**SET EXERCISE**. Render everything from the line containing "star-shaped ceiling opening." down to the end of the rows as a Markdown table with the columns Number and Line, leaving out blank lines.

------------------------------------------------

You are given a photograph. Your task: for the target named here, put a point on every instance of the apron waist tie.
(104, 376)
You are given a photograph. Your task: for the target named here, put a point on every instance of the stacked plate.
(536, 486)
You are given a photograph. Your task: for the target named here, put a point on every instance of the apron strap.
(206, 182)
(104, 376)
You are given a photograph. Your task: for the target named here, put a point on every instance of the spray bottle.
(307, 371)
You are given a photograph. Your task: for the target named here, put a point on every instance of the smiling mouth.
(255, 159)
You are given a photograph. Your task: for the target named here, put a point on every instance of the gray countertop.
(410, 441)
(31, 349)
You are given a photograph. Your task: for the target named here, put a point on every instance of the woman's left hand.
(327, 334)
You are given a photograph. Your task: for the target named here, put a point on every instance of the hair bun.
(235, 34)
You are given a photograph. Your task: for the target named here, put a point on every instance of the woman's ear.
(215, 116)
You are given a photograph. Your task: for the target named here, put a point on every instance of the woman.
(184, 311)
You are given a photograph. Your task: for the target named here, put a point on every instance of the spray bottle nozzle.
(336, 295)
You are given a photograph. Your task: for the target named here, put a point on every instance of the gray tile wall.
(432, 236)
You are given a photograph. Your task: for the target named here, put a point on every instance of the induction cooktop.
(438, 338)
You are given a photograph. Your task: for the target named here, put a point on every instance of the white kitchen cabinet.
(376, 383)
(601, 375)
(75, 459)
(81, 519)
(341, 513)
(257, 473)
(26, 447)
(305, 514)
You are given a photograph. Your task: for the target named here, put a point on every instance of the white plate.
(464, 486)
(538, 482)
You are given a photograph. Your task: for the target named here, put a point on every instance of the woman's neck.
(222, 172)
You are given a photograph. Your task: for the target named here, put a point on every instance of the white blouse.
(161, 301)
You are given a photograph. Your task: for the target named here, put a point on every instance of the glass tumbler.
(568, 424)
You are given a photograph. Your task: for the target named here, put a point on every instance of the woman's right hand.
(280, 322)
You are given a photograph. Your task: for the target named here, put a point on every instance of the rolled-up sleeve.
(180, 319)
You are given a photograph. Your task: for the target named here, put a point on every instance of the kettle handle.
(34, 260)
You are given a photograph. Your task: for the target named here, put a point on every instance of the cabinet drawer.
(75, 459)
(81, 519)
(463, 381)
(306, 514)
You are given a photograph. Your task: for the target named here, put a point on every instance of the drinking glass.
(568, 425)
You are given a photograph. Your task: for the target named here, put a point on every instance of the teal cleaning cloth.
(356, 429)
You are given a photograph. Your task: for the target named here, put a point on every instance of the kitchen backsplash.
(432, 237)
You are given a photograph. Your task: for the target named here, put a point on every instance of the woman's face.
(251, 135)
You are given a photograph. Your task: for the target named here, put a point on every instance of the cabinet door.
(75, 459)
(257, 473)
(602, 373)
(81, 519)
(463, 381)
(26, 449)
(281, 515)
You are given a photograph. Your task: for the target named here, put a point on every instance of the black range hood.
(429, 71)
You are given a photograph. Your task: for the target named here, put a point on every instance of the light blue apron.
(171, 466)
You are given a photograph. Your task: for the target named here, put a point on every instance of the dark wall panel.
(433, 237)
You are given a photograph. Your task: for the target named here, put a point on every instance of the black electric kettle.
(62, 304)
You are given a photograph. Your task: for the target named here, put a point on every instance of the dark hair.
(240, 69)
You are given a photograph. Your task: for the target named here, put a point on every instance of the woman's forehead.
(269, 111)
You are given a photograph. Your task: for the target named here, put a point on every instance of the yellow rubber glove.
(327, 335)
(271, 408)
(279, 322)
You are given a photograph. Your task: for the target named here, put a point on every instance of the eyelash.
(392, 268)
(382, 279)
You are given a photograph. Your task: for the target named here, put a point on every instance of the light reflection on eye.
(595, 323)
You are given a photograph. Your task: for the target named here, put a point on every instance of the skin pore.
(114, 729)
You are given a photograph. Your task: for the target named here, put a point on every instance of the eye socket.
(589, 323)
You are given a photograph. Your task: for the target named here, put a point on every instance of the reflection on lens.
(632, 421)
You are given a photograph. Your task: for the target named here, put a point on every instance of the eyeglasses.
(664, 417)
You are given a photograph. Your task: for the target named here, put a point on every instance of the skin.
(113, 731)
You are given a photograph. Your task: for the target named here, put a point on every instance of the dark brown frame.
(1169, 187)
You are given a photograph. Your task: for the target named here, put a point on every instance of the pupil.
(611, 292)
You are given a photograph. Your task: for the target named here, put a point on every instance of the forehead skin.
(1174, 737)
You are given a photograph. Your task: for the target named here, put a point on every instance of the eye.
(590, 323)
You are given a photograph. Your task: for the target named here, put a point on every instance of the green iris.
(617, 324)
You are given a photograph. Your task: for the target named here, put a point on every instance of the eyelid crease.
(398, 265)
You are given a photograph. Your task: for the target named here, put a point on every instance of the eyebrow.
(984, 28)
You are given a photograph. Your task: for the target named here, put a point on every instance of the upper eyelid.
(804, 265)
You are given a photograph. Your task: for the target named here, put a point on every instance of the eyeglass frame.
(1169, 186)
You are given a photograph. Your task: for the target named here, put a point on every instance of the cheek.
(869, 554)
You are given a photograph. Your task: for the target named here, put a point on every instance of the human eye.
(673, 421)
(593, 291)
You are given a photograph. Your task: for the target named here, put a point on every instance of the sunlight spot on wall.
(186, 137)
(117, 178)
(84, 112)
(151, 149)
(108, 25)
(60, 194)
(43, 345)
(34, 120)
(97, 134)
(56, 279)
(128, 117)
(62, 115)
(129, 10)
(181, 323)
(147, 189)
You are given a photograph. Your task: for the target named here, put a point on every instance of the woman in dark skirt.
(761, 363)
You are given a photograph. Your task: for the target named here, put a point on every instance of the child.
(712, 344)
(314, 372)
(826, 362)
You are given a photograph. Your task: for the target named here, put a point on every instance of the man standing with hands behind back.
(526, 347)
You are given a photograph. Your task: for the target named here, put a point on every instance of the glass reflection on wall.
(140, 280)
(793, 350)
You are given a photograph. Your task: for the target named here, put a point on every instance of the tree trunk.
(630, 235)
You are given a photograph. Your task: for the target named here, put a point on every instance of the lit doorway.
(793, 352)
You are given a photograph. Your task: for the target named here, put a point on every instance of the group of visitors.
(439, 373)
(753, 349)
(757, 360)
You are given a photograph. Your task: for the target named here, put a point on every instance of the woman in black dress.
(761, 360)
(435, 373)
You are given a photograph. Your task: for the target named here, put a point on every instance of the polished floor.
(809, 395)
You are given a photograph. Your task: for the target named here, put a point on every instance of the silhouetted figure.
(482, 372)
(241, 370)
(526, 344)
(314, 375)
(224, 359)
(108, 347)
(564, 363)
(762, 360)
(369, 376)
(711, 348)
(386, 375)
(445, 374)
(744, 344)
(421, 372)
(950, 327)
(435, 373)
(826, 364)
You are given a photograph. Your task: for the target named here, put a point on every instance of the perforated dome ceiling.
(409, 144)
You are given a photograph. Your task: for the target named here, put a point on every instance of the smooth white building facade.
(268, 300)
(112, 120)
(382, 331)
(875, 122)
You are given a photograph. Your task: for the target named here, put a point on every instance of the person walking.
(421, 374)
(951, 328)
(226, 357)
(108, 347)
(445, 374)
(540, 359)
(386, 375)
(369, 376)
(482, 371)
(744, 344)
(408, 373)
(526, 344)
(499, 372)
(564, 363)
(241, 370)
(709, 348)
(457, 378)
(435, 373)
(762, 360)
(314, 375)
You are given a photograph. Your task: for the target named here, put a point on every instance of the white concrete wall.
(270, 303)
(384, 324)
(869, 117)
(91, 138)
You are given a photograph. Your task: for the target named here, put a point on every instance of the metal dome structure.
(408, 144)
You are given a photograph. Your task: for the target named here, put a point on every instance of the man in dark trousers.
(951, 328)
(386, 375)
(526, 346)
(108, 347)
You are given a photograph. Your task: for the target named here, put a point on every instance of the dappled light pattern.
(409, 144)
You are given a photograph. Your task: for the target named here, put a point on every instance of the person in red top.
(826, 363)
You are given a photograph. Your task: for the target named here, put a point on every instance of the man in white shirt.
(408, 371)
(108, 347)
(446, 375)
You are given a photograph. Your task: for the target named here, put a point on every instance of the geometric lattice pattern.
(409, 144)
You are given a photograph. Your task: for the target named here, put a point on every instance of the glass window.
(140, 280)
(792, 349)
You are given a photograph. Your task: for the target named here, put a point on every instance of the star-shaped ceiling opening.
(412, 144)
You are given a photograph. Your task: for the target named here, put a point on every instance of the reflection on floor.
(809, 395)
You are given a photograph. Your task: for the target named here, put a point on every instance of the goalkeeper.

------------------------------------------------

**ANSWER TO THIS EXERCISE**.
| Number | Line |
|---|---|
| 1 | You are given a photograph. Your task: for the target named here, put a point on every instance of the star-shaped ceiling opening. |
| 2 | (412, 144) |
| 3 | You are given a photograph. Your task: for the target named here, put a point on every instance of the reflection on floor. |
| 4 | (809, 395) |
| 5 | You are given a photograph. Your task: for the target named here, put a point on every instance of the goalkeeper. |